__Requirement__.
Please filter the rows below and keep only the lines that contain the word "ceiling". Case counts when matching.

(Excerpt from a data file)
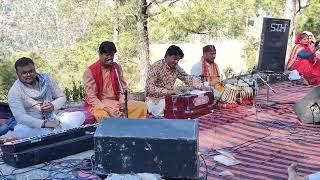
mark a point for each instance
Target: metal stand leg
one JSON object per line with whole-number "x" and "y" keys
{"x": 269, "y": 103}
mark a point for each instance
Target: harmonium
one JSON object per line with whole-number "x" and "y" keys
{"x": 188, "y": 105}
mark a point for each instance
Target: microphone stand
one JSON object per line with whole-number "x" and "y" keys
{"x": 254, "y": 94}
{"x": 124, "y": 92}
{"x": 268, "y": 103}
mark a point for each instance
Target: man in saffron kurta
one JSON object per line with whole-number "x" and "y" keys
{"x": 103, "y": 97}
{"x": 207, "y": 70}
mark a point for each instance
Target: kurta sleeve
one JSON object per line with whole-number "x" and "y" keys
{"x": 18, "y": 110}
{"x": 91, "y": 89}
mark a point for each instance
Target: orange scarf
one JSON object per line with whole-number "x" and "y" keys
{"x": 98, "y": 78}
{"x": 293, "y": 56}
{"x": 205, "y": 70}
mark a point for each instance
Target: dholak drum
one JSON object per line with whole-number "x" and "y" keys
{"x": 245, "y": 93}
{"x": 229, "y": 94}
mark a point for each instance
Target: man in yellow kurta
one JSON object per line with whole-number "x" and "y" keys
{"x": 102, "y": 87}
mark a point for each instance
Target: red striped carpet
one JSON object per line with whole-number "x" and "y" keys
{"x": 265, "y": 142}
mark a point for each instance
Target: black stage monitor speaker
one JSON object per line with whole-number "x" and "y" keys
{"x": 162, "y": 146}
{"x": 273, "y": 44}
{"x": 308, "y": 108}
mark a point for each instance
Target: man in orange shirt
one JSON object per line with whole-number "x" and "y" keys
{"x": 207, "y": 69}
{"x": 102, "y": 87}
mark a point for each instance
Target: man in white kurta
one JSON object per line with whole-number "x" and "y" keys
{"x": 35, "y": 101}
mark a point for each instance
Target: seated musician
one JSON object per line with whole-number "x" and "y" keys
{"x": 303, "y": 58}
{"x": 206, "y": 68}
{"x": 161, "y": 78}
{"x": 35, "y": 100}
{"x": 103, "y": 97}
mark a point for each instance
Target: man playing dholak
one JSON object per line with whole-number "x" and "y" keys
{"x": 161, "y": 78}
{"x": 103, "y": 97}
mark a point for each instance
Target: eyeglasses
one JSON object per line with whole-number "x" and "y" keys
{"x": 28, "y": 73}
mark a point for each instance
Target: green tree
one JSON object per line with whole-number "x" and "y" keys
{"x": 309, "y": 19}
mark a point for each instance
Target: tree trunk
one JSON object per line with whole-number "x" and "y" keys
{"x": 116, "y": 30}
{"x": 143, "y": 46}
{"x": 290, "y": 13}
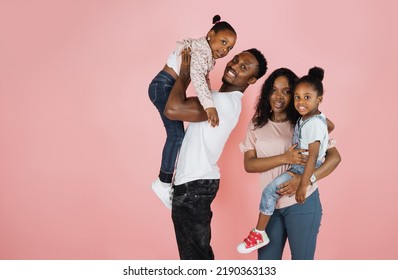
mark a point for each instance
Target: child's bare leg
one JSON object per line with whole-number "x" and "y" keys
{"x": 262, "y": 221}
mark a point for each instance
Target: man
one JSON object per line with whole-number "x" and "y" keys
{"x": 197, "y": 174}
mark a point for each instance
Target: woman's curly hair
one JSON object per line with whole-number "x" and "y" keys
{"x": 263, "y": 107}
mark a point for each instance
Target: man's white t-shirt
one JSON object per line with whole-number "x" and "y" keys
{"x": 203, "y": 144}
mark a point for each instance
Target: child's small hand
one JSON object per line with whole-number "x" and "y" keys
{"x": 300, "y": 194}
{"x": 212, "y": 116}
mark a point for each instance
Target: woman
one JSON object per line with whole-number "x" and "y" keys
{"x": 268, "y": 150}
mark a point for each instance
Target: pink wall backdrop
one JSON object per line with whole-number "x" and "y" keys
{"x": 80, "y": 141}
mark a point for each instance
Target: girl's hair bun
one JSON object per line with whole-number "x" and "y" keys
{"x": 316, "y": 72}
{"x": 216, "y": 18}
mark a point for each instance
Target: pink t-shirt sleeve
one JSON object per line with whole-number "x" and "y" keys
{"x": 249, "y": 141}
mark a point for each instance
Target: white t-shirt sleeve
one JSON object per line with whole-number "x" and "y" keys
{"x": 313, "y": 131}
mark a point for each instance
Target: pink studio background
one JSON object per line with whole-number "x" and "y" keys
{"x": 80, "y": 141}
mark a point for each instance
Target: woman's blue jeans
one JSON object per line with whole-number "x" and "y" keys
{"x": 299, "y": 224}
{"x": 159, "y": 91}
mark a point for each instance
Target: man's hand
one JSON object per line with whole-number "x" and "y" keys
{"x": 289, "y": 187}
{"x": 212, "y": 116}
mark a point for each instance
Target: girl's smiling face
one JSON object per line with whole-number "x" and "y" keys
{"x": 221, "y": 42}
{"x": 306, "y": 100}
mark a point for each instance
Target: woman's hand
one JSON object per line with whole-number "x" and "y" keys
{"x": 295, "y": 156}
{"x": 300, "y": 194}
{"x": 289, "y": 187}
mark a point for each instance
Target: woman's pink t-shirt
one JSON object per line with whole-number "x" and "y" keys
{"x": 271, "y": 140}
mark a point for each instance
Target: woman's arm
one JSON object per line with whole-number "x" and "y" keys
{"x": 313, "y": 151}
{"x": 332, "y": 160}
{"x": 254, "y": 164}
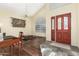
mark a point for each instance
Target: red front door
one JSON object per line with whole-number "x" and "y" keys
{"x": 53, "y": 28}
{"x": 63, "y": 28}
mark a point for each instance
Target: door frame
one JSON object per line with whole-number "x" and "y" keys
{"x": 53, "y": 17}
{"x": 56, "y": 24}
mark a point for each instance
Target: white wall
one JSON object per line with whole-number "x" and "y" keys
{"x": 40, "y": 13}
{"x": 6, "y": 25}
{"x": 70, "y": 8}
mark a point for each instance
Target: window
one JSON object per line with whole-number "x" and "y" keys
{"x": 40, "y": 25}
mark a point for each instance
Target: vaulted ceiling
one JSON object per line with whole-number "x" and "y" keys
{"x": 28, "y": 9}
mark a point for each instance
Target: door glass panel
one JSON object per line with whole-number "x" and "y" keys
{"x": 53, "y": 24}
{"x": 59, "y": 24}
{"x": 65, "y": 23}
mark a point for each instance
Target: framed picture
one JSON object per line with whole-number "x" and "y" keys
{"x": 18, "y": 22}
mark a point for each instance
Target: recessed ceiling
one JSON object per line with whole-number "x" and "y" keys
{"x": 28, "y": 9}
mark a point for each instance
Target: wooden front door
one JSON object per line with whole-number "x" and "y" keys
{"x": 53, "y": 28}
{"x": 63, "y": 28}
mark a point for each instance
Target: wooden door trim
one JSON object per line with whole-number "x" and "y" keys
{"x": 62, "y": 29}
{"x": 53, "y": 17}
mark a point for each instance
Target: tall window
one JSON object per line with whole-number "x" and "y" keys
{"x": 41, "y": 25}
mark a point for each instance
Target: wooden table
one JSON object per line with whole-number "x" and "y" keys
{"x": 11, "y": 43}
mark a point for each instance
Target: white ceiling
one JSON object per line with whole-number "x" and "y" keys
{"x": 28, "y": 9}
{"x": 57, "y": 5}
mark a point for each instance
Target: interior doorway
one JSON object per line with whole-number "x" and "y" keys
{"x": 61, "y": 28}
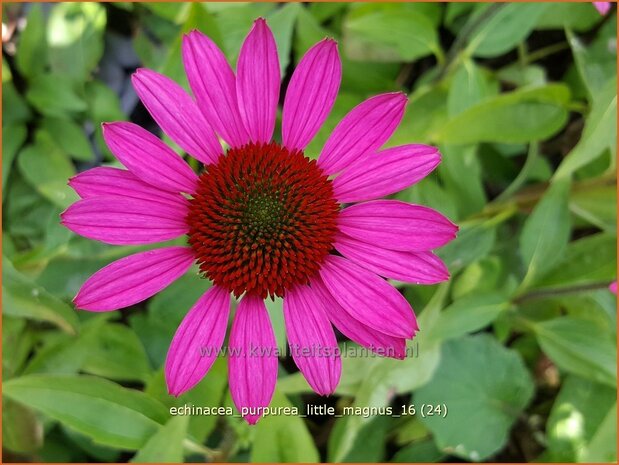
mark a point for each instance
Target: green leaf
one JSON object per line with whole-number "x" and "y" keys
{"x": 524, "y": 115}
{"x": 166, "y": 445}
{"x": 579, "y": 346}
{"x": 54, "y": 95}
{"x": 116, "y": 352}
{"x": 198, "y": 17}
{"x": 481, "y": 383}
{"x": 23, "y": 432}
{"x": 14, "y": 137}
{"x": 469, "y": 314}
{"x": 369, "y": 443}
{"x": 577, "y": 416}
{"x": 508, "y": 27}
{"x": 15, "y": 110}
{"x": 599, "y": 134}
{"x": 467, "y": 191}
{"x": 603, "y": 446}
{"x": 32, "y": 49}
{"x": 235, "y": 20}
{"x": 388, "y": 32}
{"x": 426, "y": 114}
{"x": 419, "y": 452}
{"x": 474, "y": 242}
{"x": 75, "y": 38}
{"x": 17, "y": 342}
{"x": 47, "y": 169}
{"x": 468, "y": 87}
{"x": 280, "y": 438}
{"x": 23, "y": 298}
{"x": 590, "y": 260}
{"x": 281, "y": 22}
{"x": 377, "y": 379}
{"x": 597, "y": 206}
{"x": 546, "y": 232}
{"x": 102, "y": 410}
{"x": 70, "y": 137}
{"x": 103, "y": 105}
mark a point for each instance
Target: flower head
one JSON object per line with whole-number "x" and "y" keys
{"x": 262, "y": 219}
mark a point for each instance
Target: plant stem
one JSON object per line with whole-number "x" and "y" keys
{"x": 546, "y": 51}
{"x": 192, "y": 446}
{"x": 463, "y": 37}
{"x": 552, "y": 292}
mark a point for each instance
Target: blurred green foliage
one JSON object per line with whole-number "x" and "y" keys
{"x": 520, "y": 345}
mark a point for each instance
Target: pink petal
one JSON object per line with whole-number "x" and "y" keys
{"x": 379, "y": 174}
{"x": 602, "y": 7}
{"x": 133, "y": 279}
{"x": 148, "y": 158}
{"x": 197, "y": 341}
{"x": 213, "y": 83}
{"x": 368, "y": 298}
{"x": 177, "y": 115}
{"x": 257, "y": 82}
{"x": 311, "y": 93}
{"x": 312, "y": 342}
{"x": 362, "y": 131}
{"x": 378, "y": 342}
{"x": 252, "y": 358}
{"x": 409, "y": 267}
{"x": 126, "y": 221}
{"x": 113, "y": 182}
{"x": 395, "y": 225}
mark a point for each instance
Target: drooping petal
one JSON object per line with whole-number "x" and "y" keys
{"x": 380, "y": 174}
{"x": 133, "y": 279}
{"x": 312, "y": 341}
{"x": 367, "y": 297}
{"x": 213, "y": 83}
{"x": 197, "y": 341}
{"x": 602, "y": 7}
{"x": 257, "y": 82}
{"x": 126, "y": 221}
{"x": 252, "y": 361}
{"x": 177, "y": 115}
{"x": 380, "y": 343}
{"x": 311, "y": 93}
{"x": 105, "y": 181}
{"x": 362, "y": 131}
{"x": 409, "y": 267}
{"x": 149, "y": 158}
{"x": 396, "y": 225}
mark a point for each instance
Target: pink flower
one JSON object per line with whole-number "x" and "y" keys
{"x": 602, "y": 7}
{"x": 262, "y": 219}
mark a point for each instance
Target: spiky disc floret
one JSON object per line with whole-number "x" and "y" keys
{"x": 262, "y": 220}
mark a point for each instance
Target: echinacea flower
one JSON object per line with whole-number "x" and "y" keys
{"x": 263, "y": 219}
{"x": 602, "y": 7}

__Output below__.
Target: vaulted ceiling
Target: recessed ceiling
Target: white ceiling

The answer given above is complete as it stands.